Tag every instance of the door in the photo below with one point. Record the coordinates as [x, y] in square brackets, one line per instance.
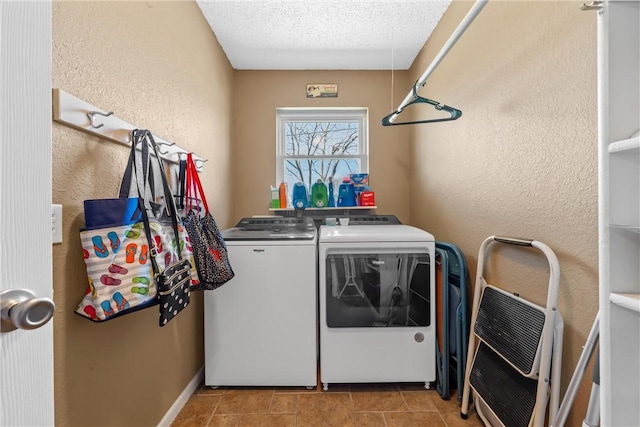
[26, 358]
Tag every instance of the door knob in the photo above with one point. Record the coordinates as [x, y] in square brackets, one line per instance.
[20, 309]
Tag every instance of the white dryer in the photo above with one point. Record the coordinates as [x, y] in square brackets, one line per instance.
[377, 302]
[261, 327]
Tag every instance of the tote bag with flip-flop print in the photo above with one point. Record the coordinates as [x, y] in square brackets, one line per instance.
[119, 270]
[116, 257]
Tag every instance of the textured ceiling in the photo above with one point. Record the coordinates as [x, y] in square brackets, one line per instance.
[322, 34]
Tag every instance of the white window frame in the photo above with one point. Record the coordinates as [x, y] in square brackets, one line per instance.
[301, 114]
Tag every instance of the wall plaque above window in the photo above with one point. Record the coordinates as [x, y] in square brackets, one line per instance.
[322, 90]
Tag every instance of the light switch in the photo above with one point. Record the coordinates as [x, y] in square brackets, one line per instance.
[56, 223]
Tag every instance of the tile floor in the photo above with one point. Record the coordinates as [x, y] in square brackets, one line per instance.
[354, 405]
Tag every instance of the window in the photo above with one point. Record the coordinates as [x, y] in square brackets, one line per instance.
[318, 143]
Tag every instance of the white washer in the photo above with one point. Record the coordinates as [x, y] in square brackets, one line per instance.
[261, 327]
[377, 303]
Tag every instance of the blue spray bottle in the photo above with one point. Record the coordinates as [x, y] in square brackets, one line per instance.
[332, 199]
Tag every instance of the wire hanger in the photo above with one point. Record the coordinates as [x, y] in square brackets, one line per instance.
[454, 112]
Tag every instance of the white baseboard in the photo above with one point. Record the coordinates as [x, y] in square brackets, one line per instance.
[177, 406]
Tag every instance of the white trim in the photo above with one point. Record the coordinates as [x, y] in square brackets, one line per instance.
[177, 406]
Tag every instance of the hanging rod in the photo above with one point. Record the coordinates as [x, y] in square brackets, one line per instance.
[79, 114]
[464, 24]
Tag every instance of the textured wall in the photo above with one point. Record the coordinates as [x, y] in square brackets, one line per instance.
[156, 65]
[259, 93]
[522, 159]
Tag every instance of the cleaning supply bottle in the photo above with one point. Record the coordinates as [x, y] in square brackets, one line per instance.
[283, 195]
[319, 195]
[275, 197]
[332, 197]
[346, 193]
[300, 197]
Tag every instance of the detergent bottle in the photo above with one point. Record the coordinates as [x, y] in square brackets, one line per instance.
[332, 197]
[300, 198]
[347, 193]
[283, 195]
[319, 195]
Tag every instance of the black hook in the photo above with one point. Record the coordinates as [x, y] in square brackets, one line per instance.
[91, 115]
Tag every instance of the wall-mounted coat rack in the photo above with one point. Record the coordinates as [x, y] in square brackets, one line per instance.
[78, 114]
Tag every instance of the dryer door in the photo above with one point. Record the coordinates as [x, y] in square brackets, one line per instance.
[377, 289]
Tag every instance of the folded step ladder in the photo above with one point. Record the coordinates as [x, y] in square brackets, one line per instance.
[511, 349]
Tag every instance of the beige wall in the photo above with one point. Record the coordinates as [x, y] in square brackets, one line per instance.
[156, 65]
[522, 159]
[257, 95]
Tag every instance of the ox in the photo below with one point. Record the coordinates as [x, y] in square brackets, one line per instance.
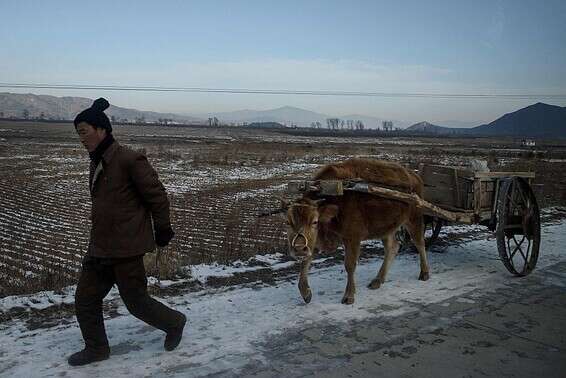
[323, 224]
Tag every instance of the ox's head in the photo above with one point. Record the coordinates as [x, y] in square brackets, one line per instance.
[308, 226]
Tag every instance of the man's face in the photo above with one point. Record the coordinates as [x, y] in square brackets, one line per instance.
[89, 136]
——————————
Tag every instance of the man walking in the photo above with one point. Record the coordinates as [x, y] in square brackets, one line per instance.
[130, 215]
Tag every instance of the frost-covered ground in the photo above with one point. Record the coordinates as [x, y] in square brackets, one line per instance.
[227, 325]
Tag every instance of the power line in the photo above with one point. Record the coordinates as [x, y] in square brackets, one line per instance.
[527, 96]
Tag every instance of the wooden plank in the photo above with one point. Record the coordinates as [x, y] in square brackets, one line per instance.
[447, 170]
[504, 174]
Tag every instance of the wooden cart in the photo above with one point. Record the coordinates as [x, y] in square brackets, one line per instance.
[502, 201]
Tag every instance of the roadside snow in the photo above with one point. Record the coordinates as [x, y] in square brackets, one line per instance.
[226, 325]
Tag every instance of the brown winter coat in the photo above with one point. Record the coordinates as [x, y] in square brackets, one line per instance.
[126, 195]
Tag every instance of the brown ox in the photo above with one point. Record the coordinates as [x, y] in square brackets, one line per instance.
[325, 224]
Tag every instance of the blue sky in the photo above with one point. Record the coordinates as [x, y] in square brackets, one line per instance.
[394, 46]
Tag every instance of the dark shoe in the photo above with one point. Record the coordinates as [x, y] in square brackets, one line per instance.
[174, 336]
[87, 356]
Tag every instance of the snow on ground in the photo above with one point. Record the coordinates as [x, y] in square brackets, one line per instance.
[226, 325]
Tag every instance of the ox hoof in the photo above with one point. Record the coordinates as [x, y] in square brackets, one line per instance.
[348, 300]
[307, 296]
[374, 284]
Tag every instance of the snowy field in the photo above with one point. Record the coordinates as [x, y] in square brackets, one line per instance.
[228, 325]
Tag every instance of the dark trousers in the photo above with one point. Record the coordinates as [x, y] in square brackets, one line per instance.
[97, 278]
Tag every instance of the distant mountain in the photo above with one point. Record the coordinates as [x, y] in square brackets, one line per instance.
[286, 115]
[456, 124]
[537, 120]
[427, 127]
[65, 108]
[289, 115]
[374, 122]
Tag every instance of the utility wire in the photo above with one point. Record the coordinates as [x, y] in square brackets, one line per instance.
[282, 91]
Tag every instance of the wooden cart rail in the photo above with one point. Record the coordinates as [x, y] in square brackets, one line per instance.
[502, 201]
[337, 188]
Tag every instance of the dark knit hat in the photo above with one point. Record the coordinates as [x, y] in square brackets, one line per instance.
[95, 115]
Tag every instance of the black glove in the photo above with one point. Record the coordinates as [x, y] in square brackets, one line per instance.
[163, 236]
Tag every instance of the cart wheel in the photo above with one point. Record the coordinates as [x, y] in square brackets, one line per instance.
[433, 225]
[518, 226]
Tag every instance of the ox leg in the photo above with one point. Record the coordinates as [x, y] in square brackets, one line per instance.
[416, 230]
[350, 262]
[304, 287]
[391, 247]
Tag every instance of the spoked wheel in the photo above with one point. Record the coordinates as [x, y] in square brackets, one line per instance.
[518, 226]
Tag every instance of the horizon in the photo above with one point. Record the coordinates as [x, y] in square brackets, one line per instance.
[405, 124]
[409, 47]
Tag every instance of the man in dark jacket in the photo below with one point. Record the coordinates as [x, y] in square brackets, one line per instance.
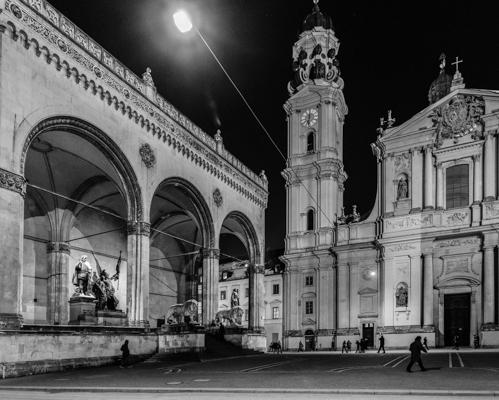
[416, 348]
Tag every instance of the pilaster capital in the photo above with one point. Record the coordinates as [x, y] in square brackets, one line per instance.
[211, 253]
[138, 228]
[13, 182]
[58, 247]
——————————
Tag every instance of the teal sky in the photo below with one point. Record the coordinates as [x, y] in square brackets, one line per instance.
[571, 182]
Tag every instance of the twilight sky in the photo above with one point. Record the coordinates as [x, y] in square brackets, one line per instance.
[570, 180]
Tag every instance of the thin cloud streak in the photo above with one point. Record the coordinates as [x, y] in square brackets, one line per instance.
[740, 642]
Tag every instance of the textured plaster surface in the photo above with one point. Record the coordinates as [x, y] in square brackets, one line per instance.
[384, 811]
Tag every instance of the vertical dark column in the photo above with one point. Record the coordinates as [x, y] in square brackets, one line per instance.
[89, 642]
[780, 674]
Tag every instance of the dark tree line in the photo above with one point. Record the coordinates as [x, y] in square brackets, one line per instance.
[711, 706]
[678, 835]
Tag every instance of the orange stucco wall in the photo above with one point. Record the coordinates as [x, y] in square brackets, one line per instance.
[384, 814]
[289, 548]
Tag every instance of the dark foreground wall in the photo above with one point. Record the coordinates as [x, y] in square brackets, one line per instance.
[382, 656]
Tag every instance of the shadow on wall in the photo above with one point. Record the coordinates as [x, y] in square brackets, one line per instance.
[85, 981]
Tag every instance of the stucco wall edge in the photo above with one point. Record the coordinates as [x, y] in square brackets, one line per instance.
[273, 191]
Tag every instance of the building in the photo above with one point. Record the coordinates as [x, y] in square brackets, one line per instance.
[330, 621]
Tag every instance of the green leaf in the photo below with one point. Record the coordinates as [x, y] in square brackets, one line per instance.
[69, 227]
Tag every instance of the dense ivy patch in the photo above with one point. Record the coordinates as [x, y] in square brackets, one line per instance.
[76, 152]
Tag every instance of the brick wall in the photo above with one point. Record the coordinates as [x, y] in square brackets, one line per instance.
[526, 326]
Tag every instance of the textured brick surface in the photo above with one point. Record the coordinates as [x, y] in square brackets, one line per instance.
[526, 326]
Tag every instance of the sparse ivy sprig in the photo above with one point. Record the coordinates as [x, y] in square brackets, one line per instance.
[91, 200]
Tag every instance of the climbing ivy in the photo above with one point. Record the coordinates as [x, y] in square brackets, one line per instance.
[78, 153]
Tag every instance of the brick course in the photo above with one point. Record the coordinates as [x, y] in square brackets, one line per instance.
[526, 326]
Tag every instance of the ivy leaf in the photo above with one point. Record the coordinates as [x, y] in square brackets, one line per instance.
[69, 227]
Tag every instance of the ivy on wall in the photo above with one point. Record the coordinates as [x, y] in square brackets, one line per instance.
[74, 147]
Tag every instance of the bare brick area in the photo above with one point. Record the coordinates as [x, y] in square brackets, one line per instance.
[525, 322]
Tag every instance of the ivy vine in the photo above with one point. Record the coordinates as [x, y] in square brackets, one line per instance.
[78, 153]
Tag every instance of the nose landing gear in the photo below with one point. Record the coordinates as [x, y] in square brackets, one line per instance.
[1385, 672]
——————————
Copy the rows above, beginning with the line that contains "Tag every instance of the ivy on" and continuing through the line that contains "[1385, 672]". In these rows, substitute "Write down the coordinates" for every "Record the coordinates" and leave everything else as it is.

Tag every instance of the ivy on wall in the photo above with one point. Write down the coordinates as [x, y] in square brackets, one line per instance.
[74, 147]
Tag every instance of the bare brick area in the photo above with one point. Write down the coordinates as [x, y] in square brackets, one line per instance.
[525, 322]
Tag every instance of the ivy vine in the photo above with one point. Write down the coordinates as [x, y] in square brackets, one line per instance.
[78, 153]
Tag every instance of the nose landing gear in the photo below with one point. Write down the coordinates as [x, y] in square brackets, one line per instance.
[1385, 672]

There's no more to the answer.